▸ Soal Singkat 1
Sebutkan semua motif tenun yang disebut namanya dalam makalah tentang kain tenun Buton.
▸ Soal Singkat 2
Tolong tulis ulang bagian makalah tentang kain tenun Buton yang dimulai dari "MAKALAH KAIN TENUN" dan berakhir pada "buton itu sendiri.". Ganti kata "melestarikan" dengan "menjaga".
▸ Soal Singkat 3
Jawab pertanyaan berikut berdasarkan makalah tentang kain tenun Buton.
(a) Sampai tahun berapa berlaku pengertian orang Buton menurut JW Schoorl?
(b) Apa arti nama motif colo makbahu?
(c) Menurut Indas, apa salah satu perekat sosial masyarakat Buton?

▸ Dokumen Sumber
MAKALAH KAIN TENUN BUTON
BAB I
PENDAHULUAN
A.
Latar Belakang
Latar belakang penyusunan
makalah ini merupakan bentuk kepedulian kami terhadap kesenian Buton yaitu kain
tenun Buton, yang jika tidak mendapatkan perhatian serius kemungkinan akan
mengalami kepunahan. Oleh karena itu, dengan segala keterbatasan kemampuan yang
dimiliki, kami berupaya sedemikian rupa menyusun makalah ini, dengan harapan
semoga dapat bermanfaat bagi generasi ke depan, juga berupaya untuk
melestarikan kesenian buton itu sendiri.
B.
Tujuan Penulisan
Tujuan penulisan makalah ini:
1. Untuk
mengetahui asal usul kain tenun Buton
2. Untuk
mengetahui fungsi kain tenun Buton
BAB II
PEMBAHASAN
A.
Asal-Usul
Kain Tenun Buton
Sampai tahun 1960 yang dimaksud dengan orang-orang
Buton menurut JW Schoorl, sebagaimana dikutip Yamin Indas, adalah mereka yang
tinggal di Kesultanan Buton, yang meliputi pulau Buton, Muna, Kabaena,
Kepulauan Tukang Besi, Rumbia dan Poleang di daratan besar jazirah Sulawesi
Tenggara (Kompas, 22 Jul 2005). Saat ini, wilayah Kesultanan Buton telah
terbagi-bagi ke dalam beberapa kabupaten dan kota, yaitu kota Bau-Bau,
Kabupaten Wakatobi, Kabupaten Bombana, dan Kabupaten Buton sendiri. Tidak hanya
itu, seiring meningkatnya mobilitas orang akibat semakin mudahnya alat-alat
transportasi, masyarakat Buton juga ternyata telah mendiami daerah-daerah di
luar kawasan Kesultanan Buton. Uniknya, walaupun berbeda secara geografis dan
administrasi pemerintahan, secara kultural mereka tetap satu. Hal ini terjadi
karena masyarakat Buton mempunyai nilai-nilai budaya yang berfungsi sebagai
pengikat dan perekat hubungan sosial antarmasyarakat Buton di manapun mereka
berada. Menurut Indas, salah satu perekat sosial itu adalah kain tenun
tradisional Buton (Indas, Kompas, 22 Juli 2005).
B.
Fungsi
Kain Tenun Buton
Tenun Buton mampu menjadi perekat sosial bagi
masyarakat Buton karena dua hal. Pertama, tenun Buton merupakan pengejawantahan
dari penghayatan orang-orang Buton dalam memahami lingkungan alamnya. Hal ini
dapat dilihat dari corak dan motif yang terdapat pada tenun Buton. Menurut
Hasinu Daa, sebagaimana dikutip Indas (Kompas, 22 Jul 2005), motif tenun Buton
dibuat berdasarkan pengamatan dan penghayatan orang Buton terhadap alam
sekitarnya. Misalnya, motif betano walona koncuapa yang terinspirasi dari abu
halus yang melayang-layang hasil pembakaran semak saat membuka ladang; motif
colo makbahu atau korek basah, motif delima bongko (delima busuk), motif delima
sapuua, dan lain sebagainya. Dengan kata lain, dengan melihat tenun Buton kita
akan mengetahui bagaimana pemahaman orang Buton terhadap alamnya, dan pada saat
bersamaan kita diajak bertamasya menikmati alam Buton.

(Entri penunjuk objek berlabel)
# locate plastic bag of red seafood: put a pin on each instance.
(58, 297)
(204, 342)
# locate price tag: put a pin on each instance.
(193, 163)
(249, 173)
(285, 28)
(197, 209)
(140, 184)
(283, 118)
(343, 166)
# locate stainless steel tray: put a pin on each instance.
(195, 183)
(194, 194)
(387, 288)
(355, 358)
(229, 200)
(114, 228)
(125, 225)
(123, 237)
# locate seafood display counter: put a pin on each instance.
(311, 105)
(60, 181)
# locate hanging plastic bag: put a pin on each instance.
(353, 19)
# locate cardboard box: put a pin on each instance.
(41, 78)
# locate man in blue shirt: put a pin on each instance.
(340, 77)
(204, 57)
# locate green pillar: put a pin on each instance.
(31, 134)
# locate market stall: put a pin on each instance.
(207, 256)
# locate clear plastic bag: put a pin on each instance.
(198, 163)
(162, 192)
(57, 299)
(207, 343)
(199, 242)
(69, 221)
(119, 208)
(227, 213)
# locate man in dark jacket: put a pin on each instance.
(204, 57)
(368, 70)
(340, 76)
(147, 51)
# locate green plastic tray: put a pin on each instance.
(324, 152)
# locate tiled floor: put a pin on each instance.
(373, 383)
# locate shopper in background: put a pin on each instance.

▸ Jawaban 1
Betano walona koncuapa; colo makbahu (korek basah); delima bongko (delima busuk); delima sapuua.

▸ Jawaban 2
MAKALAH KAIN TENUN BUTON
BAB I
PENDAHULUAN
A.
Latar Belakang
Latar belakang penyusunan
makalah ini merupakan bentuk kepedulian kami terhadap kesenian Buton yaitu kain
tenun Buton, yang jika tidak mendapatkan perhatian serius kemungkinan akan
mengalami kepunahan. Oleh karena itu, dengan segala keterbatasan kemampuan yang
dimiliki, kami berupaya sedemikian rupa menyusun makalah ini, dengan harapan
semoga dapat bermanfaat bagi generasi ke depan, juga berupaya untuk
menjaga kesenian buton itu sendiri.

▸ Jawaban 3
(a) Sampai tahun 1960.
(b) Korek basah.
(c) Kain tenun tradisional Buton.